• What needs to be done:
Answer these questions from the passage about Sophie Earomirski below.
1. In what year was Stephanie born?
2. How much did Sophie earn per week at Saks Fifth Avenue?
3. In which department of Alexander's did Sophie start work on February 24, 1964?

• Reading passage:

-----

On August 31, 1947, at the age of twenty-two, Sophie Satirion escaped the drudgery of caring for her mother and father and working in the garment district by accepting the overtures of Stephen Earomirski and becoming his wife. Sophie married into permanent disappointment. Her husband, a man much smaller than the generously proportioned Sophie, was an unpromising lithographer. He would be able to provide little more than the bare necessities, but at least he would be providing them for her own family. If Sophie did not complain openly about her fate, she did create a rich fantasy life for herself. Even her pregnancies—which were difficult—were embellished with dramatic textures in the retelling. Her friends and, later, a psychiatrist would say she was prone to exaggerate.
A circle of friends would learn to extract the truth by listening to Sophie and subtracting. The children came along and kept Sophie busy. In 1948 she gave birth to her first child, Susan. In 1952, after three days in the hospital, she gave birth to Stephanie. In 1955 she gave birth to Nancy.
As the children grew older, Sophie resumed her career. She worked at a series of part-time sales jobs, although she was determined that the business world would not dismiss her as a Queens housewife. In December 1961 she went to work for Saks Fifth Avenue—part of the reinforced Christmas sales force. Although she earned the equivalent of sixty dollars a week, the job was an education for Sophie. She was exposed to a class of people as remote from her world as the Habs-burgs. The smart, rich jet-setters who browsed Saks insisted upon instant
recognition of their class and station. They carried jeweled poodles and charged five hundred dollars worth of trifles with the insouciance with which Sophie would have ordered lunch.
“The salespeople at Saks develop the same snobbish arrogance as the customers,” said one daughter of a store executive. “An identification takes place. It is perhaps unreasonable, but it is inevitable nevertheless. The salespeople began to think of themselves as possessing the taste and values of the chic customers.”
Sophie stayed on after Christmas, but on February 1, after being turned down for a raise, she quit. She returned to Saks the next Christmas. This time she remained until June, leaving without explanation. She came back for the Christmas season and left permanently on December 31, 1963.
The pattern of Sophie’s career was erratic. She would work for a while, claim that she was not appreciated, complain about her nerves, then suddenly quit. But she couldn’t bear staying home either. On February 24, 1964, she went to work in the Better Boutique Accessories Department of Alexander’s department store in Queens. It was closer to home, but there was less exotic appeal to the job, despite the name. She resigned over the telephone on July 27 without explanation.
Sophie became one of those women convinced that they are plagued by an unkind fate. She might have achieved some sort of success if it had not been for a series of bad breaks or unlucky coincidences. After all, she was not so very different from the grande dames of old wealth who shopped at Saks Fifth Avenue. She couldn’t see the differences. If she hadn’t let herself go and become overweight, she would have been pretty. People were always telling her that. If she could resist the temptation to heighten the drama of her life, people might take her more seriously. But Sophie Earomirski was helpless against her appetites.

-----

• Data listing:
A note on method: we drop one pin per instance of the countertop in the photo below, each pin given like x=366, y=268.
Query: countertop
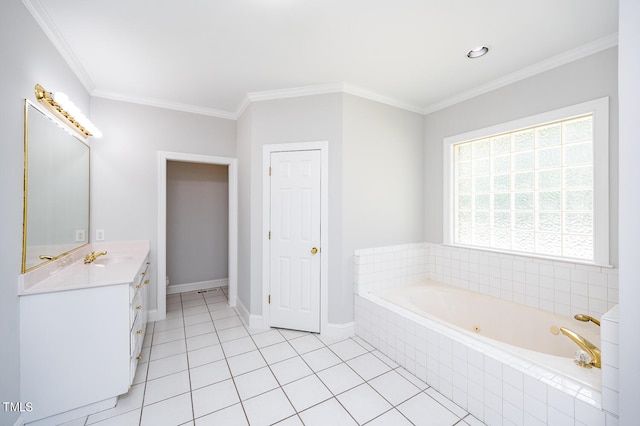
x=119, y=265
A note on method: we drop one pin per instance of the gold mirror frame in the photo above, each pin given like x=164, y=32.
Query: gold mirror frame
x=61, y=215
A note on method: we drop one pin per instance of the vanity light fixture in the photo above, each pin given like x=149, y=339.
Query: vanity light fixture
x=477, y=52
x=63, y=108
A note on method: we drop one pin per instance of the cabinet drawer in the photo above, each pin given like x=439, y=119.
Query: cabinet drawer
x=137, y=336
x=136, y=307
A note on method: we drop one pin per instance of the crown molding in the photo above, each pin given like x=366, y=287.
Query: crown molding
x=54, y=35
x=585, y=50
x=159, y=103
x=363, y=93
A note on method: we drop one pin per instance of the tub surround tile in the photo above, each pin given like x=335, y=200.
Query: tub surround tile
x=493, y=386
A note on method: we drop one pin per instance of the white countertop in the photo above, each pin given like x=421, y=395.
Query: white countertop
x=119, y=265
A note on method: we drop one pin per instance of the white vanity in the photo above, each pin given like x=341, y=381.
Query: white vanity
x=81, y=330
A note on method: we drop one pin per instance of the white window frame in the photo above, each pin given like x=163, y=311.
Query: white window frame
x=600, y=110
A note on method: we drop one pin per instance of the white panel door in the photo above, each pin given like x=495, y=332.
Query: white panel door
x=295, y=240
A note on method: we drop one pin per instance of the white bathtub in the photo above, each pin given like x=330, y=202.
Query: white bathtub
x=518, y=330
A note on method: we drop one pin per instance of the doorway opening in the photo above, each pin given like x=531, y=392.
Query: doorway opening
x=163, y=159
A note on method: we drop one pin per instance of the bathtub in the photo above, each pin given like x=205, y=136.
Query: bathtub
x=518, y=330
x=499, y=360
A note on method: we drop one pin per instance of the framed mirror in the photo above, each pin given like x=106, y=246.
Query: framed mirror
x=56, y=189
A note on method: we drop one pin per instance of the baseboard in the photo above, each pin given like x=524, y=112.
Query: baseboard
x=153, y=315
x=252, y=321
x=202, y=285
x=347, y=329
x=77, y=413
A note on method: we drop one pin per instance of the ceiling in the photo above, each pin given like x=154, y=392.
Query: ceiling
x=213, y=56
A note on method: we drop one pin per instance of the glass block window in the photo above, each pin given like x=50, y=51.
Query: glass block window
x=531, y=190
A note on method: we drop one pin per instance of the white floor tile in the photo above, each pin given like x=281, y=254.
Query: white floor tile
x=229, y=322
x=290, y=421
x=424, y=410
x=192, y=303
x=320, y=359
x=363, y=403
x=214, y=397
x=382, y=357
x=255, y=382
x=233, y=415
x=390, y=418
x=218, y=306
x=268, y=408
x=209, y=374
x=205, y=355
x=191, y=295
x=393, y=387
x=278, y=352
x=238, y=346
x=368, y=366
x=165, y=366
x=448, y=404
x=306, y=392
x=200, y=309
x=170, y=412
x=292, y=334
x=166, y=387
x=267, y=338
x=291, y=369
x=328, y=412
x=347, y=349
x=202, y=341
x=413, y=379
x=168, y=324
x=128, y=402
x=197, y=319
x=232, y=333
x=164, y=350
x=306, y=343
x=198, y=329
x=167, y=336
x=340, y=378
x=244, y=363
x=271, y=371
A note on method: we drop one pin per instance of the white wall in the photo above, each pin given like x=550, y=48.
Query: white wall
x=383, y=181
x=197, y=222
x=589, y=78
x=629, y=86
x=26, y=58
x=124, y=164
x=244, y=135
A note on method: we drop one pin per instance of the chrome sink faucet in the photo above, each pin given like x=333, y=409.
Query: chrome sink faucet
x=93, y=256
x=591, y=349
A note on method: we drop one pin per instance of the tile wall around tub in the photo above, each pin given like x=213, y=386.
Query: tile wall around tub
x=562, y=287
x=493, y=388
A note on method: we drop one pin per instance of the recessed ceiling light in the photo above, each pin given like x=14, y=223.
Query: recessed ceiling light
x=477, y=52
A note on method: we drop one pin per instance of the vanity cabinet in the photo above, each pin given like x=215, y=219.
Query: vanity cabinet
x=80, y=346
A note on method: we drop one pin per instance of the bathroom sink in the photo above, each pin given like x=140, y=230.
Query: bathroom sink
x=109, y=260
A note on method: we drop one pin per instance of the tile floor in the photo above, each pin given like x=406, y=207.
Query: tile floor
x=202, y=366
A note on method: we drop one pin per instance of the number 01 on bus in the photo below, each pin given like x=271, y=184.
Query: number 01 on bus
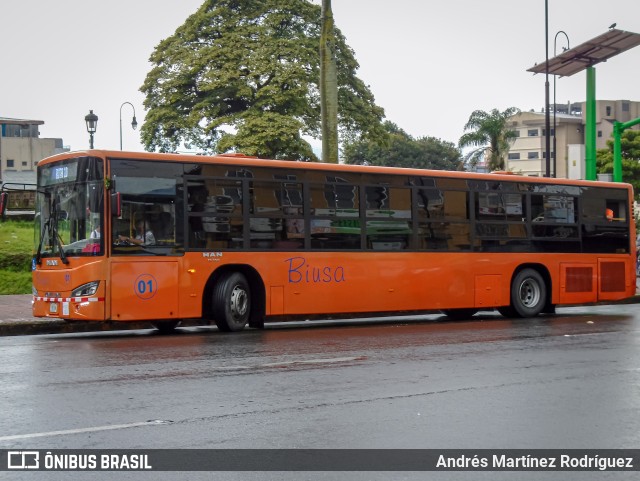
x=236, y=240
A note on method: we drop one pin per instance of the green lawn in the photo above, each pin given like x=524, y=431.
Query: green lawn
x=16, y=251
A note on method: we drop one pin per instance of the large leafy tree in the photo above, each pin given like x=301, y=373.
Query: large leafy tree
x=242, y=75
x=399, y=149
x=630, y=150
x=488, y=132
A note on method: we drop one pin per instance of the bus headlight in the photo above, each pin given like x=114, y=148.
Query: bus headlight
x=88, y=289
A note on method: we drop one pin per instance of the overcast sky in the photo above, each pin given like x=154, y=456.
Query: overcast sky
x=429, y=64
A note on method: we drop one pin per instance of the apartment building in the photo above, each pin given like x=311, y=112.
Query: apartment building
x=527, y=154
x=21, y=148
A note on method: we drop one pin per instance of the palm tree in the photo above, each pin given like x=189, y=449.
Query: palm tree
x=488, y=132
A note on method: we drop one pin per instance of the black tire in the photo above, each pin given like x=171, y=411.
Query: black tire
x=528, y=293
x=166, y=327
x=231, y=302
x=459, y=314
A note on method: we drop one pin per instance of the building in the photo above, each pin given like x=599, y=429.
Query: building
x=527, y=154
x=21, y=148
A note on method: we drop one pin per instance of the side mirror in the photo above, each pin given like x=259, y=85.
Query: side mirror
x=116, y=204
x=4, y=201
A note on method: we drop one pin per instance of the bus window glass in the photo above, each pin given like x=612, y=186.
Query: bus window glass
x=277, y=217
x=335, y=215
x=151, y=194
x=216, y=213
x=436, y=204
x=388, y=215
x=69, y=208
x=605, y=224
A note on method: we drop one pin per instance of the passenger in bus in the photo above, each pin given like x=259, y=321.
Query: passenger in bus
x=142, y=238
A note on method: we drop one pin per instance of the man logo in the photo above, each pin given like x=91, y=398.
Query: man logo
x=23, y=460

-----

• Solution for this task:
1. 1952
2. The equivalent of sixty dollars a week
3. The Better Boutique Accessories Department